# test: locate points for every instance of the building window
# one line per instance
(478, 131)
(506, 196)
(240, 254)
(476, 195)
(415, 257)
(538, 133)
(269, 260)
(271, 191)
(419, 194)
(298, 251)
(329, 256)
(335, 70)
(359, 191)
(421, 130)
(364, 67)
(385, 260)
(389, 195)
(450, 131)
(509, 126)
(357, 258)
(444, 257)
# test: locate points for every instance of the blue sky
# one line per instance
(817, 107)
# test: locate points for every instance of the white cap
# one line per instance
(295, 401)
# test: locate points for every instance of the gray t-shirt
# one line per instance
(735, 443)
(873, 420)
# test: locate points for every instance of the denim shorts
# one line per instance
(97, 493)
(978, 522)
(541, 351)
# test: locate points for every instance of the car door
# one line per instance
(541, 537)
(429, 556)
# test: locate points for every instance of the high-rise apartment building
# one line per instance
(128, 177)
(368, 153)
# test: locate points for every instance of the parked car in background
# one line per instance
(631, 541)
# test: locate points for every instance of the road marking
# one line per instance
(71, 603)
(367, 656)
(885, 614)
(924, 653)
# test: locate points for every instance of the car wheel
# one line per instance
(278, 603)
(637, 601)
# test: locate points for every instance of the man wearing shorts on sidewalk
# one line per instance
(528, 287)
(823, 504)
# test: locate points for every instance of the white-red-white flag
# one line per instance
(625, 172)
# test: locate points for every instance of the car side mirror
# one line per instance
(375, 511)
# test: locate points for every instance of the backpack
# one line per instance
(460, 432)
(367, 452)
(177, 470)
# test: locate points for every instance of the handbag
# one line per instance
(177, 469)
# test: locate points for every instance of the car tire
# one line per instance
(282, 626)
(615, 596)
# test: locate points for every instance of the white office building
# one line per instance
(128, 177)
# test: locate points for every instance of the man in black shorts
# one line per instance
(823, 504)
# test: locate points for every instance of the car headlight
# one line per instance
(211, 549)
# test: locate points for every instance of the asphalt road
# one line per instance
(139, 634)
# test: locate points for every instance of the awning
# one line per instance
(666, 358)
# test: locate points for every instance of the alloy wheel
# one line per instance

- - - -

### ABOUT THIS TASK:
Retype the listing above in full, exactly as it stands.

### RESPONSE:
# test: locate points for every instance of the building window
# one line per instance
(478, 131)
(506, 196)
(240, 254)
(476, 195)
(415, 257)
(538, 133)
(269, 260)
(271, 191)
(419, 194)
(298, 251)
(329, 256)
(335, 70)
(359, 191)
(421, 130)
(364, 67)
(385, 260)
(389, 195)
(450, 131)
(509, 126)
(357, 258)
(444, 257)
# test: locate points for every instance of the blue sky
# one line per instance
(817, 107)
# test: locate points for every instance of the white cap
# one line per instance
(295, 401)
# test: locate points for every instance of the gray t-shirt
# one line per instance
(735, 443)
(873, 420)
# test: locate points for every instance of the denim shorts
# one line per instance
(97, 493)
(978, 522)
(541, 351)
# test: locate points for every instance of the car door
# one line per instance
(541, 537)
(429, 556)
# test: locate points for every instance of the high-rise apartment building
# one line per instance
(128, 177)
(368, 153)
# test: locate points for every instance of the parked car in background
# one line per instance
(631, 541)
# test: locate points for every instance of the road marking
# one line per instance
(71, 603)
(367, 656)
(885, 614)
(924, 653)
# test: locate points for every instance of the car wheel
# one line per instance
(278, 603)
(637, 601)
# test: locate points for every instance of the man wearing shorts on sidewalk
# one line per instance
(528, 287)
(823, 504)
# test: locate points for every instance of the white-red-white flag
# one line per instance
(625, 172)
# test: locate points for every instance of the car side mirror
# one line per instance
(375, 511)
# test: locate points for every instance of the backpack
# one line per instance
(460, 432)
(367, 452)
(177, 470)
# test: locate points for every instance of the handbag
# one line per instance
(177, 469)
# test: locate points for every instance of the car tire
# one line per instance
(282, 626)
(615, 596)
# test: locate points for every instance of the white office building
# one line per instance
(128, 177)
# test: locate points for every instance of the man in black shorts
# one line per instance
(823, 504)
# test: locate points for every instance of the car headlight
# one line per instance
(211, 549)
# test: locate points for every instance of the asphalt road
# one line per instance
(139, 634)
# test: locate points for every instance of the awning
# one line per instance
(666, 358)
# test: locate points for every instance of the alloy wheel
# one line per instance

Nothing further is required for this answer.